List each line of the data below that contains the word "vegetation", copying every such line in full.
◆ ◆ ◆ ◆
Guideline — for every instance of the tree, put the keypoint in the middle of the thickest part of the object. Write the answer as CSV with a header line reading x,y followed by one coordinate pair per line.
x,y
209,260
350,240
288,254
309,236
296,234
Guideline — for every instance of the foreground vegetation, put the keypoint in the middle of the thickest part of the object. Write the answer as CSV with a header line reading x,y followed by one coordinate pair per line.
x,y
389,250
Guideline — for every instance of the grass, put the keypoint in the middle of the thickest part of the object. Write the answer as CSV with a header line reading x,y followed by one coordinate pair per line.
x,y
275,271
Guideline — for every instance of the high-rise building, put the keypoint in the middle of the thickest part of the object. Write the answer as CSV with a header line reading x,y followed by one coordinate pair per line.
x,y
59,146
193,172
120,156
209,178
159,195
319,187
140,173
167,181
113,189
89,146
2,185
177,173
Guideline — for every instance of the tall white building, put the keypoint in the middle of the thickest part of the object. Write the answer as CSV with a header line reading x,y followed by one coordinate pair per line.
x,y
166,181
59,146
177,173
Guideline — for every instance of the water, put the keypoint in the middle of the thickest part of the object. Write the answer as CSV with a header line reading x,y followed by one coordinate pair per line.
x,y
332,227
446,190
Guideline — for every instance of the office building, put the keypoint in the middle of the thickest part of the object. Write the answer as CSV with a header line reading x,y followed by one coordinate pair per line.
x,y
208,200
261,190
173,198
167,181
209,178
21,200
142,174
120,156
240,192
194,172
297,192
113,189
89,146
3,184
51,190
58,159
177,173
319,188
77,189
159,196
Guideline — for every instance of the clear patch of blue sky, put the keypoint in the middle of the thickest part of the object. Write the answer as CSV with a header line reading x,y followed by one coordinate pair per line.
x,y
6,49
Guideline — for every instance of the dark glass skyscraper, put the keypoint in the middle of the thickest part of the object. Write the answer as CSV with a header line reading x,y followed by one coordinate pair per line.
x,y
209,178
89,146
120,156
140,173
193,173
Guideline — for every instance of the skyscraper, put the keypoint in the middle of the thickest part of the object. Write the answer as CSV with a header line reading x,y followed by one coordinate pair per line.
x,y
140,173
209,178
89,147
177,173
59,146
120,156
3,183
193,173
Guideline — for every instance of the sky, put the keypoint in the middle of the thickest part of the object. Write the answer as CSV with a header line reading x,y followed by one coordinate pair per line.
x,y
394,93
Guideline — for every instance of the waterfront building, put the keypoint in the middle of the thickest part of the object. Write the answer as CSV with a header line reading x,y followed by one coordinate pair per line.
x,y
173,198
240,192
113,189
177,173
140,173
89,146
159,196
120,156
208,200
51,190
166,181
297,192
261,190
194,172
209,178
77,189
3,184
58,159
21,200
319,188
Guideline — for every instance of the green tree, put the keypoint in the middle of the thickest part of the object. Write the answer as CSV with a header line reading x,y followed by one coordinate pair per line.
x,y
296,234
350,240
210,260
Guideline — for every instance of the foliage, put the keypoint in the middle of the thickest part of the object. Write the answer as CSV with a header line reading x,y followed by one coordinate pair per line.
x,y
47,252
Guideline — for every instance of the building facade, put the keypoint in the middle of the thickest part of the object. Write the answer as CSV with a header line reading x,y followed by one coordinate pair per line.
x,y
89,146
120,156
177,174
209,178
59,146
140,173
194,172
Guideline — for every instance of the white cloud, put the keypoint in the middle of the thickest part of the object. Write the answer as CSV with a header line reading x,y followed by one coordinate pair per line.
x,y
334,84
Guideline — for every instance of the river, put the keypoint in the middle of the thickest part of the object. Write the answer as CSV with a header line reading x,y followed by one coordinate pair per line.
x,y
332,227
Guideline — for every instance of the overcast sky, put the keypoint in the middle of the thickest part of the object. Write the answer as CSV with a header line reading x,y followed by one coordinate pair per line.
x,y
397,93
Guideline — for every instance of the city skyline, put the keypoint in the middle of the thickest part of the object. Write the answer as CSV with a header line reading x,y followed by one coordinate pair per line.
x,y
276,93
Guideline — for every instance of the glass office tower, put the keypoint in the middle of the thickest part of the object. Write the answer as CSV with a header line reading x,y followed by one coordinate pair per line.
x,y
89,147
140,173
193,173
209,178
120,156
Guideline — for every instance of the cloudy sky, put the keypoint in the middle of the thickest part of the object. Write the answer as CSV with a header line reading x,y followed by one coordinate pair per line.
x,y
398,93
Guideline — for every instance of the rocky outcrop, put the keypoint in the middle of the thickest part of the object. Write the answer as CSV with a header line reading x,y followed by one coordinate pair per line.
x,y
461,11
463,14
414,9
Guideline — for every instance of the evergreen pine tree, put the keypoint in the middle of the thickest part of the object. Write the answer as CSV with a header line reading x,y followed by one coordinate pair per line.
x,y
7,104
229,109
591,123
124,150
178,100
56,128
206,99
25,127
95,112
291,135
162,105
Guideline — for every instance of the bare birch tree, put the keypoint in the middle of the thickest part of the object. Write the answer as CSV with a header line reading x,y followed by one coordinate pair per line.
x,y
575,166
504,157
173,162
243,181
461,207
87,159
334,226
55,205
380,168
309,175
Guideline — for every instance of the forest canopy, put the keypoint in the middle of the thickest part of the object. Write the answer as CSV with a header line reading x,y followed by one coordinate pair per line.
◆ ◆ ◆ ◆
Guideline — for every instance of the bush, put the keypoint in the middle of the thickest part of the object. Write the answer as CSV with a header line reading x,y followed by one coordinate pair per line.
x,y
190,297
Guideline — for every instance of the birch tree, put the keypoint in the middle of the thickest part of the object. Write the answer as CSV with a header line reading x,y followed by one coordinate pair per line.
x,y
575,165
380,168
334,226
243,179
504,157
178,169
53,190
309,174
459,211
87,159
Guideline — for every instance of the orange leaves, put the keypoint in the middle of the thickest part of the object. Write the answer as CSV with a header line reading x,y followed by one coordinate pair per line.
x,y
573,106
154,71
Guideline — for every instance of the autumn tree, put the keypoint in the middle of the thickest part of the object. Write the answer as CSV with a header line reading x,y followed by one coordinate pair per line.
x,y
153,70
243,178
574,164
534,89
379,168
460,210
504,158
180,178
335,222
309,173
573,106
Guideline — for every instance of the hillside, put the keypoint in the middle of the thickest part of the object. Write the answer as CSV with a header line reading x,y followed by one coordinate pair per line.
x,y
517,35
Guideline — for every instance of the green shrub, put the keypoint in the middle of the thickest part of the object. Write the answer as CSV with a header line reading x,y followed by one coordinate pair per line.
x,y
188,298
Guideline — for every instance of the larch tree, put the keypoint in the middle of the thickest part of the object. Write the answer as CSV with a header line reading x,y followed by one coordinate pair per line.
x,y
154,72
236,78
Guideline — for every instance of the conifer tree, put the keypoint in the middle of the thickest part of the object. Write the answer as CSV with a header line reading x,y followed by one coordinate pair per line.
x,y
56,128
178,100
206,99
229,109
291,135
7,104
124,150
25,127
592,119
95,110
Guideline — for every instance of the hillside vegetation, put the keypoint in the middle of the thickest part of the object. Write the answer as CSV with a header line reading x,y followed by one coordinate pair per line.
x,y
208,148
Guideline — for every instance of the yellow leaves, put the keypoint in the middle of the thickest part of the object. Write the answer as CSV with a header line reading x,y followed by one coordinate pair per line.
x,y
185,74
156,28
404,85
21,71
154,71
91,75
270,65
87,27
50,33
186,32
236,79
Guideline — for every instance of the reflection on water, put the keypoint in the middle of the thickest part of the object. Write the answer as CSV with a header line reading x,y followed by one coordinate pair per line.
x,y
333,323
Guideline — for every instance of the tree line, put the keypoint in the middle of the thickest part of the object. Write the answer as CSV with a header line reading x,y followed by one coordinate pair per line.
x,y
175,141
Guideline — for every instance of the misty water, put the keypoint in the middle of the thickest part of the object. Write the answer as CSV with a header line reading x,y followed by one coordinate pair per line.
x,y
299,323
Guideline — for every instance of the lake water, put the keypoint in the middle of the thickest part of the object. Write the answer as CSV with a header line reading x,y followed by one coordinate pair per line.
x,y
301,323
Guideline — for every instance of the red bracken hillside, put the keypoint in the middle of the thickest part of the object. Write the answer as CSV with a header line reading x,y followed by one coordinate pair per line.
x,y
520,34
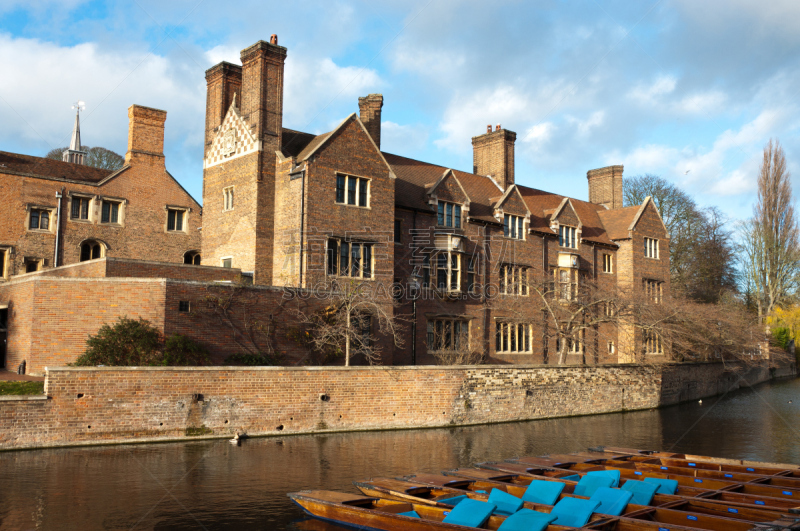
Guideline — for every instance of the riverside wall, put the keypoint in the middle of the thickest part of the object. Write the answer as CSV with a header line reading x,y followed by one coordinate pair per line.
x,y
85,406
◆ ◆ ◆ ◆
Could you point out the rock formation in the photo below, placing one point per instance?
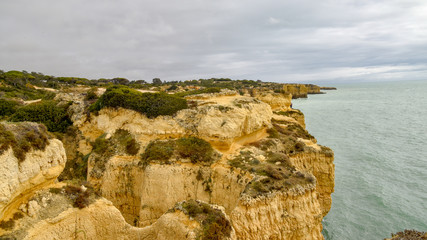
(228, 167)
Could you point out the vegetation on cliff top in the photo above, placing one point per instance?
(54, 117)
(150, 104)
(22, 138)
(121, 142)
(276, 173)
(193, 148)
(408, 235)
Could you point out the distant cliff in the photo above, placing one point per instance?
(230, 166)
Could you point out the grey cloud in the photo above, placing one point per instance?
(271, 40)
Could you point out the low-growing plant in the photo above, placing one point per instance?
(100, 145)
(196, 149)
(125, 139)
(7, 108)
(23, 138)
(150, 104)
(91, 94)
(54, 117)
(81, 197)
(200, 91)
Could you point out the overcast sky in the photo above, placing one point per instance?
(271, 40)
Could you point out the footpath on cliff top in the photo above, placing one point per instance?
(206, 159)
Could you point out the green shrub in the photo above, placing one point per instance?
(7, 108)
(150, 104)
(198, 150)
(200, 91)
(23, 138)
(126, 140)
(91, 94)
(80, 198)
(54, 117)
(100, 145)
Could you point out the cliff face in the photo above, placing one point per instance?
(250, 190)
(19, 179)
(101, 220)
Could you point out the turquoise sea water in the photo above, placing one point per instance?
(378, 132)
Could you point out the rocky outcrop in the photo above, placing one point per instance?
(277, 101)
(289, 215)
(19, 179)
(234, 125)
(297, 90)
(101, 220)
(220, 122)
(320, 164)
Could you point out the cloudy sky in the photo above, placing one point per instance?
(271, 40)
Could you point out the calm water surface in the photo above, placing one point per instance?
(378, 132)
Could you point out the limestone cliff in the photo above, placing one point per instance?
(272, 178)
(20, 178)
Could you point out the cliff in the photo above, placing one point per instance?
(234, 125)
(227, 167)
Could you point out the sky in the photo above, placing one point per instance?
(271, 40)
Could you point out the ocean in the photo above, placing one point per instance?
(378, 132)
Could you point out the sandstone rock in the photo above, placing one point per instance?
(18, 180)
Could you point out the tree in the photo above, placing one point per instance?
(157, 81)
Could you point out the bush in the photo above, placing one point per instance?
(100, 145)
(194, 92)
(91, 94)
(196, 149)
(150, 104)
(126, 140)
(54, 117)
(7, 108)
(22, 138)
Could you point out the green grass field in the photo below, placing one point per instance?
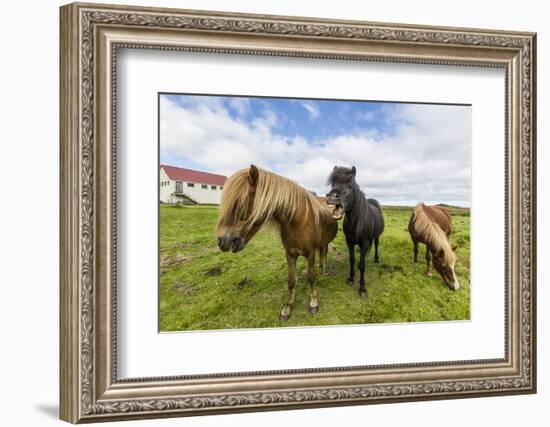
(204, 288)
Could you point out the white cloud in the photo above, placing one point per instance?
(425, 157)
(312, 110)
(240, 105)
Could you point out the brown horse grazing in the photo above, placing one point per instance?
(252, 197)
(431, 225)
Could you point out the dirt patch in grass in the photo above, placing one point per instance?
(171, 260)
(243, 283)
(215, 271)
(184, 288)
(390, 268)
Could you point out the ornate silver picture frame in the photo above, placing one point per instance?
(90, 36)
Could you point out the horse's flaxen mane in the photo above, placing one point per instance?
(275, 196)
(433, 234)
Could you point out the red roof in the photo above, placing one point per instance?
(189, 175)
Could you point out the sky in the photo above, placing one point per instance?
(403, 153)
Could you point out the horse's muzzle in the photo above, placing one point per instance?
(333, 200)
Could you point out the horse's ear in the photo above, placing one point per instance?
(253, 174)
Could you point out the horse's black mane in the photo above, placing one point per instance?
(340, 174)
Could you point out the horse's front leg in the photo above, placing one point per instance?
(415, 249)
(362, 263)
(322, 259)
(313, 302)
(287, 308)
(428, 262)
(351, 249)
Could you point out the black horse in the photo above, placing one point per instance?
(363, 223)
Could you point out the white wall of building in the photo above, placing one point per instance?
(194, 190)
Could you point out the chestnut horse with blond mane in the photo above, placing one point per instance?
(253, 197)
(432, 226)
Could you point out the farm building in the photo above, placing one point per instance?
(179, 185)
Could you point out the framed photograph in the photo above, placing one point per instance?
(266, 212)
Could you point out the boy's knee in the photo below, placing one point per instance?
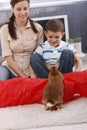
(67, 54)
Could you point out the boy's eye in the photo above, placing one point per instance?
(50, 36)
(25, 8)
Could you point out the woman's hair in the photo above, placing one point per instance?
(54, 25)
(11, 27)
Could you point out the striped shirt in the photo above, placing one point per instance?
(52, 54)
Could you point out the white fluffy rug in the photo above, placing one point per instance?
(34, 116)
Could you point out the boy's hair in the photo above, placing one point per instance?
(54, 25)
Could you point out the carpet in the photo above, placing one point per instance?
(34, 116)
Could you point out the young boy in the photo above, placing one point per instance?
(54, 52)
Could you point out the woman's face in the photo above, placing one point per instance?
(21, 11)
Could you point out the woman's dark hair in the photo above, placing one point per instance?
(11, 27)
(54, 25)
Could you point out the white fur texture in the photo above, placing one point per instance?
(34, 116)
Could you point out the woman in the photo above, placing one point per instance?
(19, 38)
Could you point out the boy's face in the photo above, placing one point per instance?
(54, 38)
◆ ◆ ◆ ◆
- **Answer to this task**
Guideline — for every instance of the foreground vegetation, put the keypoint in the middle of the thickest part of the object. Write the answer as CSV with a header line reading x,y followed by one coordinate pair per line.
Guideline — for every instance of the hillside vegetation, put the keypoint in the middle of the thickest part of the object. Write the answer as CSV with a header line reading x,y followed by one coordinate pair per line.
Could you point out the vegetation on cliff top in the photo above, placing one point per instance?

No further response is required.